• _Text section_

==*==

Image by Simon Mills
Interested in the future of craft around the globe? Collaborate, learn and share.
The British Council invited collaborative proposals from the UK and internationally based organisations, collectives and creative practitioners with a specific focus on virtual and other new ways of working in craft.
In response to increasing restrictions on global travel due to Covid-19, and rising concerns about the sustainability of face-to-face collaborations, the Crafting Futures Digital Collaboration Grants with support from Crafts Council UK replaced the Crafting Futures Grant Scheme (2018 – 2020) as a new way to foster important international connections and devise alternative ways of working virtually.
Find out more about our Crafting Futures programme here.
The projects selected for the 21/22 Grants are:
Nick Gant (University of Brighton) and Prananda Luffiansyah (Institut Teknologi Bandung), collaboration between UK and Indonesia: Making Nature project: using open access digital technology to shine a light on and digitally document craft practices in Indonesia and the UK that consciously benefit nature and more symbiotic relationships with the natural environment.
Bine Roth (Peut Porter), Ruhul Abdin (Paraa) and the Crafts Council of Bangladesh, collaboration between UK and Bangladesh: Online archiving of traditional textile crafts combined with a design challenge using the archive and sharing and policy dialogue event.

==*==

• _Given information_
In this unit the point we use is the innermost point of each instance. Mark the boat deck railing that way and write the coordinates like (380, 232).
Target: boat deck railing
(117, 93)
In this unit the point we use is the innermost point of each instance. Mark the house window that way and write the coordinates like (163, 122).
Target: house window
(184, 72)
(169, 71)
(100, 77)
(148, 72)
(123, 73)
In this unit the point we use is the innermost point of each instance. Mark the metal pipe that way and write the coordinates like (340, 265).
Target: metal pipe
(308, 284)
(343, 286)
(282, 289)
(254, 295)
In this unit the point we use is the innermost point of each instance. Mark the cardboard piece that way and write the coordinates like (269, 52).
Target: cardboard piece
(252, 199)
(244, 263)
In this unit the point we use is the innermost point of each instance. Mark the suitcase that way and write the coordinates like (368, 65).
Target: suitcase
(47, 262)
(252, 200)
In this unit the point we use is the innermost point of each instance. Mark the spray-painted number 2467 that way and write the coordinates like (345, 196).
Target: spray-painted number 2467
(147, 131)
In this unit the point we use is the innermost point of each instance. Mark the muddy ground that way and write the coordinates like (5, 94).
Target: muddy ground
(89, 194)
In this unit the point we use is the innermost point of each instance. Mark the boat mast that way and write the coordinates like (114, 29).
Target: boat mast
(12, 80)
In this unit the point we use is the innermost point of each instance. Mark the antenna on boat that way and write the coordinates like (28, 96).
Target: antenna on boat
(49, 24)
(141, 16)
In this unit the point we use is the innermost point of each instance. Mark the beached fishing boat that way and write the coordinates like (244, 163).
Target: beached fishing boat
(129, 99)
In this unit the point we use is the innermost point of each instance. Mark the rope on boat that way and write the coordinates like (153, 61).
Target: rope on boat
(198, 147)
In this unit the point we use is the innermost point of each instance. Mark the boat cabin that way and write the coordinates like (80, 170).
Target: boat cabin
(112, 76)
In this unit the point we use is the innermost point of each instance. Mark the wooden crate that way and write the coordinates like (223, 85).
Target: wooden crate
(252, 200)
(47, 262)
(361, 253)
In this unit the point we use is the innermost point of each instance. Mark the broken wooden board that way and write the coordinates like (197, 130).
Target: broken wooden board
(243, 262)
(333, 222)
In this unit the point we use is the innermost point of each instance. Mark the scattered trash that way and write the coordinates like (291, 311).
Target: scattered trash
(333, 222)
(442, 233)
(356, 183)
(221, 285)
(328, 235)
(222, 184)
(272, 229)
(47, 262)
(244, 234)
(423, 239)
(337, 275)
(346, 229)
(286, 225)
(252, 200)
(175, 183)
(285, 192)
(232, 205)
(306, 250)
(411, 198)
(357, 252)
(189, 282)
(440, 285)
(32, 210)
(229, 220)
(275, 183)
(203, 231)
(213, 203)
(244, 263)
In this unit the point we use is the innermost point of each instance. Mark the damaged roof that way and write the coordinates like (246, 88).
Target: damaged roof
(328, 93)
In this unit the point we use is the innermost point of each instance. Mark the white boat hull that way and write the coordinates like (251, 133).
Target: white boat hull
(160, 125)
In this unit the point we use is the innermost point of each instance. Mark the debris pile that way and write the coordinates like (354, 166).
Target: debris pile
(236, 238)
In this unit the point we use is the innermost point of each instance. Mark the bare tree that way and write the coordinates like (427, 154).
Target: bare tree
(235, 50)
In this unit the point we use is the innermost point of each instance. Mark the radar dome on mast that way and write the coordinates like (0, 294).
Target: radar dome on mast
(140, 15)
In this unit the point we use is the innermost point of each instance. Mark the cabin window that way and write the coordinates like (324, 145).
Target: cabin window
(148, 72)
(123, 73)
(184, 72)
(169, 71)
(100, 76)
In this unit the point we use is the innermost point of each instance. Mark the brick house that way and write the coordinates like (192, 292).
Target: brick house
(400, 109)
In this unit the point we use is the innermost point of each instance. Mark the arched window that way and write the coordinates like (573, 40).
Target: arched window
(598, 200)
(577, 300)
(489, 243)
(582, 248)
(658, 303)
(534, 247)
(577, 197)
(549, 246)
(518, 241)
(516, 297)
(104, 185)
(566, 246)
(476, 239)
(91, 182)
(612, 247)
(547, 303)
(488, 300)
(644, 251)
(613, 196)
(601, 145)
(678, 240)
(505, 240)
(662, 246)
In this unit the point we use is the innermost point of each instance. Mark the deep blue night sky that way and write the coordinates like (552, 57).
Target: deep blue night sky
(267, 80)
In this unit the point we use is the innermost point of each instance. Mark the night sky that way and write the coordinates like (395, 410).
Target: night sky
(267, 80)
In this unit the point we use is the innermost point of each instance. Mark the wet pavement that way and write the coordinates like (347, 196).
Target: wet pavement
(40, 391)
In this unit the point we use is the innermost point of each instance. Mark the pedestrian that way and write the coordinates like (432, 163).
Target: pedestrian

==*==

• _What you have to do_
Continue the text about the Crafting Futures Digital Collaboration Grants, which appears above the lines, from the point where it stops.

• _Task result_
Angelika Strohmayer (Northumbria University) and Özge Subaşı (koç Universitesi Kampusu), collaboration between UK and Turkey: Quilted protection: addressing issues of women's safety through digitally mediated hybrid quilting with local craft experts and women's safety advocates in Turkey and the UK, creating digitally augmented interactive sister quilts.
Teal Triggs (RCA), Celia Matsunaga (Universidade de Brasília) and Cacique Domingos Munduruku (Chief of Indigenous village Bragança, Marituba), collaboration between UK and Brazil: Building a Library for the Future: Munduruku Craft Practices and Indigenous Knowledge
Aniela Fidler Wieruszewska and Megha Chauhan, collaboration between UK and India: collaborative project between 12 student-contributors from London and Delhi and 6 Indian artisans from Gujarat to explore what it means to 'make a mark' using digital media and analogue craft.